_Data listing:_

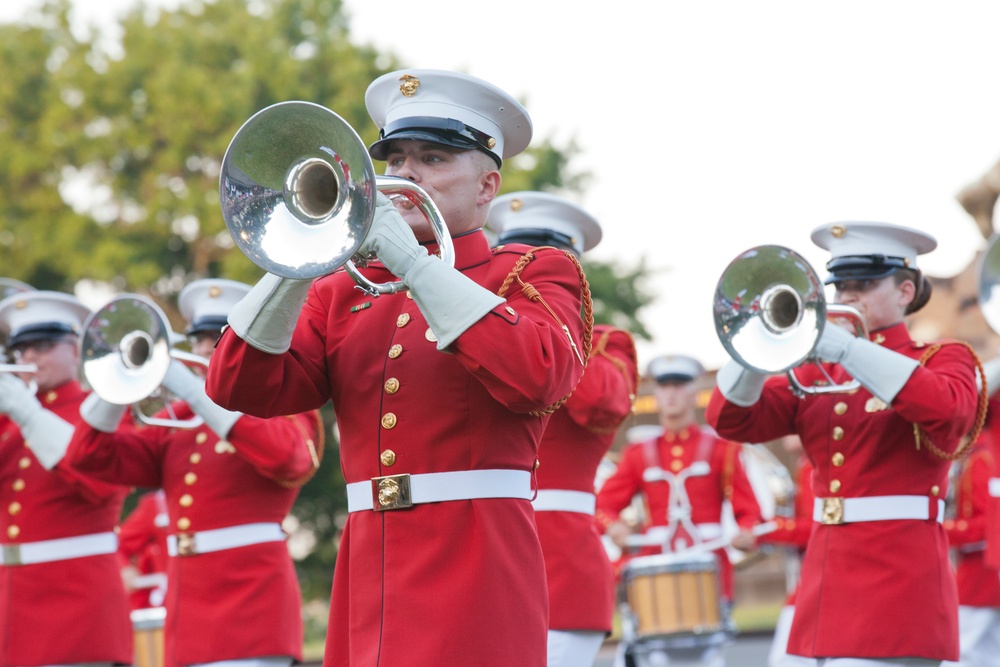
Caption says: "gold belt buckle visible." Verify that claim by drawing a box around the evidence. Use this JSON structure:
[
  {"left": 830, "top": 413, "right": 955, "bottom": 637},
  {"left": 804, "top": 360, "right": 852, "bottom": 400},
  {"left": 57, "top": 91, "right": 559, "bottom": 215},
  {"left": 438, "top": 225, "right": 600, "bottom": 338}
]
[
  {"left": 821, "top": 498, "right": 844, "bottom": 526},
  {"left": 177, "top": 533, "right": 198, "bottom": 556},
  {"left": 3, "top": 544, "right": 21, "bottom": 565},
  {"left": 372, "top": 473, "right": 413, "bottom": 512}
]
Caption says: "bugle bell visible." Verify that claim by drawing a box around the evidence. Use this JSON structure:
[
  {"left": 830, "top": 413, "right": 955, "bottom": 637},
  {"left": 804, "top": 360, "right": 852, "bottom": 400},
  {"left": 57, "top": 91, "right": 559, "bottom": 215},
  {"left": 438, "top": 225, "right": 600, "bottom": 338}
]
[
  {"left": 219, "top": 101, "right": 455, "bottom": 296},
  {"left": 80, "top": 294, "right": 208, "bottom": 428},
  {"left": 713, "top": 245, "right": 868, "bottom": 394}
]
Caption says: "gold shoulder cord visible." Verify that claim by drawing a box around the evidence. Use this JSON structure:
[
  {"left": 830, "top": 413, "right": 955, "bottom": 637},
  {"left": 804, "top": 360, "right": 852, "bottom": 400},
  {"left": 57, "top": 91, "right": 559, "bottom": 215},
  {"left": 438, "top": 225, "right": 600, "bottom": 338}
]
[
  {"left": 497, "top": 246, "right": 594, "bottom": 417},
  {"left": 913, "top": 341, "right": 989, "bottom": 461}
]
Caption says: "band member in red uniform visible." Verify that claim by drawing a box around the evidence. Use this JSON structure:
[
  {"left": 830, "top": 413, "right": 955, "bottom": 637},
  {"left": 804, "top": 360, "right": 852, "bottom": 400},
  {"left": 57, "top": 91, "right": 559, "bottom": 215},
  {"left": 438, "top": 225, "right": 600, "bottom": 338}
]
[
  {"left": 0, "top": 290, "right": 132, "bottom": 667},
  {"left": 118, "top": 489, "right": 170, "bottom": 609},
  {"left": 67, "top": 279, "right": 322, "bottom": 667},
  {"left": 487, "top": 192, "right": 639, "bottom": 667},
  {"left": 944, "top": 410, "right": 1000, "bottom": 667},
  {"left": 596, "top": 355, "right": 763, "bottom": 665},
  {"left": 706, "top": 222, "right": 980, "bottom": 667},
  {"left": 757, "top": 435, "right": 816, "bottom": 667},
  {"left": 208, "top": 70, "right": 589, "bottom": 667}
]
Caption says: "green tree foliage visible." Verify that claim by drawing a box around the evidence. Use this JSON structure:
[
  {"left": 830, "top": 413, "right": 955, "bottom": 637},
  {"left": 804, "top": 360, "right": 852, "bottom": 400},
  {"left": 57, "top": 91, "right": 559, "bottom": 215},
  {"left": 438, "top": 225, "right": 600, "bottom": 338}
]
[{"left": 0, "top": 0, "right": 651, "bottom": 612}]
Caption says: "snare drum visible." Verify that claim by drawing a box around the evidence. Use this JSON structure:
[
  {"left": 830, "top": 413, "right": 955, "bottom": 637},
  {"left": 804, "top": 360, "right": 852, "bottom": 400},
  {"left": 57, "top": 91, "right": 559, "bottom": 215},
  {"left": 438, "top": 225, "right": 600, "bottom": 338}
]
[
  {"left": 132, "top": 607, "right": 167, "bottom": 667},
  {"left": 622, "top": 554, "right": 730, "bottom": 646}
]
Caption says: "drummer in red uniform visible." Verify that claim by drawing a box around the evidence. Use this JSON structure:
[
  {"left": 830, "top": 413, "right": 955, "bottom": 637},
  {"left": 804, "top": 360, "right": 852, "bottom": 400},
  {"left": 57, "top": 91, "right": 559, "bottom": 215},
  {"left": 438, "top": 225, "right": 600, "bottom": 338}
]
[
  {"left": 596, "top": 355, "right": 762, "bottom": 664},
  {"left": 67, "top": 279, "right": 322, "bottom": 667},
  {"left": 118, "top": 489, "right": 170, "bottom": 609},
  {"left": 208, "top": 70, "right": 586, "bottom": 667},
  {"left": 944, "top": 399, "right": 1000, "bottom": 667},
  {"left": 0, "top": 290, "right": 132, "bottom": 667},
  {"left": 488, "top": 192, "right": 639, "bottom": 667},
  {"left": 706, "top": 222, "right": 978, "bottom": 667}
]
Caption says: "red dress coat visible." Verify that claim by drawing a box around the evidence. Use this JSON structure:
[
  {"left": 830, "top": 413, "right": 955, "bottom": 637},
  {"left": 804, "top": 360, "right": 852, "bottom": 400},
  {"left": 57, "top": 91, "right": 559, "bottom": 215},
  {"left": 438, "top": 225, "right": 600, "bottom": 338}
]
[
  {"left": 208, "top": 230, "right": 583, "bottom": 667},
  {"left": 118, "top": 489, "right": 170, "bottom": 609},
  {"left": 944, "top": 440, "right": 1000, "bottom": 607},
  {"left": 757, "top": 456, "right": 815, "bottom": 606},
  {"left": 535, "top": 325, "right": 638, "bottom": 632},
  {"left": 706, "top": 324, "right": 977, "bottom": 660},
  {"left": 596, "top": 424, "right": 763, "bottom": 600},
  {"left": 0, "top": 382, "right": 132, "bottom": 667},
  {"left": 66, "top": 403, "right": 320, "bottom": 667}
]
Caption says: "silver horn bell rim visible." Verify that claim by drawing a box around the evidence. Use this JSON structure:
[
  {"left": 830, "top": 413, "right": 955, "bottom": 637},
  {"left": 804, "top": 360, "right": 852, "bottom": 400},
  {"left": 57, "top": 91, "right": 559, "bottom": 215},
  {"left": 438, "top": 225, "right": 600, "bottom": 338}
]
[
  {"left": 80, "top": 294, "right": 170, "bottom": 405},
  {"left": 713, "top": 245, "right": 827, "bottom": 374},
  {"left": 219, "top": 101, "right": 454, "bottom": 293}
]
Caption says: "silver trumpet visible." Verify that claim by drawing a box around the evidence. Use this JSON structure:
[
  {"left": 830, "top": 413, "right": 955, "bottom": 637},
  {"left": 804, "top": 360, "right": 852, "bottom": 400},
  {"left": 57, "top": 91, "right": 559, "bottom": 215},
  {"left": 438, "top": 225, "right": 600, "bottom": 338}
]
[
  {"left": 713, "top": 245, "right": 868, "bottom": 394},
  {"left": 80, "top": 294, "right": 208, "bottom": 428},
  {"left": 219, "top": 102, "right": 455, "bottom": 296}
]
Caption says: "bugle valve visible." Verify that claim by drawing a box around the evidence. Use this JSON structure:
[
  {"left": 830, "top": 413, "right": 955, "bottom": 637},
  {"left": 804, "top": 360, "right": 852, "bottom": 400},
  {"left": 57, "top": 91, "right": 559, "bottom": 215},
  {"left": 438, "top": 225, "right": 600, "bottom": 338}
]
[
  {"left": 80, "top": 294, "right": 208, "bottom": 428},
  {"left": 219, "top": 101, "right": 455, "bottom": 296},
  {"left": 713, "top": 245, "right": 868, "bottom": 394}
]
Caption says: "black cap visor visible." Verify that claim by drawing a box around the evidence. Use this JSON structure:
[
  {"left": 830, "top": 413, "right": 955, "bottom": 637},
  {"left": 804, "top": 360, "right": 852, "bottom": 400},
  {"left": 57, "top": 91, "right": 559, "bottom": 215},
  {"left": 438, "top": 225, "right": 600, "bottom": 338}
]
[
  {"left": 368, "top": 116, "right": 503, "bottom": 168},
  {"left": 823, "top": 255, "right": 908, "bottom": 285}
]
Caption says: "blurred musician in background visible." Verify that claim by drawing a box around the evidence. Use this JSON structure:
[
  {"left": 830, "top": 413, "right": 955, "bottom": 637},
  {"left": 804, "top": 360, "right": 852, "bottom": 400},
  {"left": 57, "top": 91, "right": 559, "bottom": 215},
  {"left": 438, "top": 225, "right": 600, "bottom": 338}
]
[
  {"left": 706, "top": 222, "right": 985, "bottom": 667},
  {"left": 118, "top": 489, "right": 170, "bottom": 609},
  {"left": 487, "top": 192, "right": 639, "bottom": 667},
  {"left": 67, "top": 279, "right": 323, "bottom": 667},
  {"left": 208, "top": 70, "right": 590, "bottom": 667},
  {"left": 0, "top": 290, "right": 132, "bottom": 667},
  {"left": 596, "top": 355, "right": 763, "bottom": 665},
  {"left": 757, "top": 434, "right": 816, "bottom": 667},
  {"left": 944, "top": 398, "right": 1000, "bottom": 667}
]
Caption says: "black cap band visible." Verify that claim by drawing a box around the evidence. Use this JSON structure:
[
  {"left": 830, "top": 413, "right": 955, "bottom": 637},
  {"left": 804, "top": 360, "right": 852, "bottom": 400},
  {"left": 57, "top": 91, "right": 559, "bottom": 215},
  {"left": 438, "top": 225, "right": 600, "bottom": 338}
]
[
  {"left": 823, "top": 255, "right": 909, "bottom": 285},
  {"left": 368, "top": 116, "right": 503, "bottom": 167},
  {"left": 497, "top": 228, "right": 579, "bottom": 254}
]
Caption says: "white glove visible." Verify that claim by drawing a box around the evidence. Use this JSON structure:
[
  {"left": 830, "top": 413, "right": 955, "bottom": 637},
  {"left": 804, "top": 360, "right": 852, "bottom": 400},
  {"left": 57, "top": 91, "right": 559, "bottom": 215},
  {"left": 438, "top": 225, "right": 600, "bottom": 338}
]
[
  {"left": 358, "top": 192, "right": 429, "bottom": 282},
  {"left": 228, "top": 273, "right": 312, "bottom": 354},
  {"left": 80, "top": 392, "right": 128, "bottom": 433},
  {"left": 359, "top": 194, "right": 505, "bottom": 350},
  {"left": 163, "top": 359, "right": 243, "bottom": 440},
  {"left": 0, "top": 373, "right": 73, "bottom": 470},
  {"left": 816, "top": 324, "right": 920, "bottom": 404},
  {"left": 977, "top": 357, "right": 1000, "bottom": 396},
  {"left": 715, "top": 359, "right": 767, "bottom": 408}
]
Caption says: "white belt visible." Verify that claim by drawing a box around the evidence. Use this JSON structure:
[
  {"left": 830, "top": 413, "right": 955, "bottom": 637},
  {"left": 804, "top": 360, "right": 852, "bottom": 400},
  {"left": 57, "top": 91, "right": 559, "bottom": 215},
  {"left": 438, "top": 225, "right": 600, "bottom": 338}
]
[
  {"left": 167, "top": 523, "right": 285, "bottom": 556},
  {"left": 813, "top": 496, "right": 944, "bottom": 525},
  {"left": 0, "top": 533, "right": 118, "bottom": 566},
  {"left": 531, "top": 489, "right": 597, "bottom": 516},
  {"left": 347, "top": 470, "right": 532, "bottom": 512}
]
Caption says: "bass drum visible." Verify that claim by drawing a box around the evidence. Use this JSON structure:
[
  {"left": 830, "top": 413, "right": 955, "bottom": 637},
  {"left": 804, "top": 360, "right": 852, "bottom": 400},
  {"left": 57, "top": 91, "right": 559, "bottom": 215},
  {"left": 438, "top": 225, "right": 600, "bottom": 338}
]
[{"left": 722, "top": 443, "right": 795, "bottom": 566}]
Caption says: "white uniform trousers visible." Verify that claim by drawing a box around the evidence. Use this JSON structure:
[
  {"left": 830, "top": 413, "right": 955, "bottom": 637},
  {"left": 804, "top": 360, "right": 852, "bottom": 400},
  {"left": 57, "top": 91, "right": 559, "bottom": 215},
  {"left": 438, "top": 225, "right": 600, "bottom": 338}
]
[
  {"left": 767, "top": 605, "right": 816, "bottom": 667},
  {"left": 941, "top": 606, "right": 1000, "bottom": 667}
]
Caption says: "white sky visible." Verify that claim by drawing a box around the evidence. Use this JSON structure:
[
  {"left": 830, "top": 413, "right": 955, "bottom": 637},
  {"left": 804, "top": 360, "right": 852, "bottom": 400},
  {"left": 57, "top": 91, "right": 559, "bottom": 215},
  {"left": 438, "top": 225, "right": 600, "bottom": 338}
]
[{"left": 0, "top": 0, "right": 1000, "bottom": 367}]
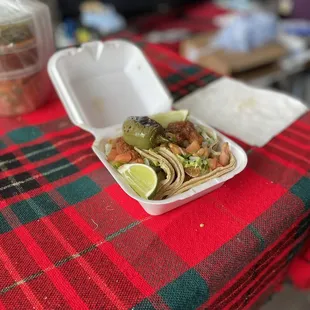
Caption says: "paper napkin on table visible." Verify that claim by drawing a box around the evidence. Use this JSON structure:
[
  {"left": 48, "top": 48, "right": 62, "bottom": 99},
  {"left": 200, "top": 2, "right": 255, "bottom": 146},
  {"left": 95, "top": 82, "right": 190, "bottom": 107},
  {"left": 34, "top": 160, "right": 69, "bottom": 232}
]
[{"left": 176, "top": 77, "right": 308, "bottom": 147}]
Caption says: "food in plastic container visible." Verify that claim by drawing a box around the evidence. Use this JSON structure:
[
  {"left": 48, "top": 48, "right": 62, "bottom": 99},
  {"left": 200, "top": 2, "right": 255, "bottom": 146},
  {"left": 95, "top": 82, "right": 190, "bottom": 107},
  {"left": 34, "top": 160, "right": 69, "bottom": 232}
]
[
  {"left": 48, "top": 40, "right": 247, "bottom": 215},
  {"left": 0, "top": 0, "right": 54, "bottom": 116}
]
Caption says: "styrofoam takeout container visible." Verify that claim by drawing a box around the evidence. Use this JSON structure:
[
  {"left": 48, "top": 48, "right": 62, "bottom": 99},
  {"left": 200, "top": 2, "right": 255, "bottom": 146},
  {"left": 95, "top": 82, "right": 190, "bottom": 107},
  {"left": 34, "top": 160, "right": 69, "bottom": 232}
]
[{"left": 48, "top": 40, "right": 247, "bottom": 215}]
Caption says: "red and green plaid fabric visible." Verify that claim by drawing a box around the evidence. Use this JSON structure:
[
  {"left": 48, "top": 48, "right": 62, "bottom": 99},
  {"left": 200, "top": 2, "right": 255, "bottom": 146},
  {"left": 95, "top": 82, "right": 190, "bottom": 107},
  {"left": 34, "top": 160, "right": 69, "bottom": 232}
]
[{"left": 0, "top": 34, "right": 310, "bottom": 310}]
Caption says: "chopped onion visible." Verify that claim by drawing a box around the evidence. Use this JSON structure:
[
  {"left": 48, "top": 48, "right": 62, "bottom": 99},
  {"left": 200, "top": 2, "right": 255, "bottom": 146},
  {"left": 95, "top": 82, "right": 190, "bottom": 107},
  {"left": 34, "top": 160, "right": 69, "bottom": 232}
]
[
  {"left": 143, "top": 158, "right": 150, "bottom": 166},
  {"left": 104, "top": 143, "right": 112, "bottom": 156}
]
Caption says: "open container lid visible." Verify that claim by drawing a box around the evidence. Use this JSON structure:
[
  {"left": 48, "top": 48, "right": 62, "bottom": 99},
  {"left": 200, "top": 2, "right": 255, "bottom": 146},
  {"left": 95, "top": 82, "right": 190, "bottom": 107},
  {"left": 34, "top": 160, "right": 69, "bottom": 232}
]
[{"left": 48, "top": 40, "right": 172, "bottom": 136}]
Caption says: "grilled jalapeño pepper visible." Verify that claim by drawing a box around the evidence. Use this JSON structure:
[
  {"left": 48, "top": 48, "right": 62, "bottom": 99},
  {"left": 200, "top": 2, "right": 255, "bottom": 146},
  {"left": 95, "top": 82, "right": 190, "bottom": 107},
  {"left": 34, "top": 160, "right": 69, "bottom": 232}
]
[{"left": 123, "top": 116, "right": 166, "bottom": 150}]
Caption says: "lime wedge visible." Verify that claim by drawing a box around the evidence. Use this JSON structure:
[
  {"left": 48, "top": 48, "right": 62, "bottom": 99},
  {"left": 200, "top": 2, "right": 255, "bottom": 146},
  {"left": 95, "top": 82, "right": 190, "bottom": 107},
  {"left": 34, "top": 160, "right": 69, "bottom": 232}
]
[
  {"left": 118, "top": 164, "right": 158, "bottom": 199},
  {"left": 150, "top": 110, "right": 188, "bottom": 128}
]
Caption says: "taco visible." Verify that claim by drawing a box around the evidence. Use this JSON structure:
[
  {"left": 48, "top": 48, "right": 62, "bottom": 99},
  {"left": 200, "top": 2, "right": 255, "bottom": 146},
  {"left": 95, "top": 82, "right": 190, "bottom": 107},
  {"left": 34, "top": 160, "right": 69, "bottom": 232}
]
[{"left": 106, "top": 112, "right": 236, "bottom": 200}]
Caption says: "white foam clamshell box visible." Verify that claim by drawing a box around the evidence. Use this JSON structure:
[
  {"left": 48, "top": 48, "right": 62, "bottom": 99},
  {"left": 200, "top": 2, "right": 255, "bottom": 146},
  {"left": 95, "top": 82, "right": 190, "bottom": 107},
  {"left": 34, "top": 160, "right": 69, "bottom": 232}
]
[{"left": 48, "top": 40, "right": 247, "bottom": 215}]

_Instruction:_
Count how many lines of the items above contain the string "container". Reply with that number alone.

_The answer:_
3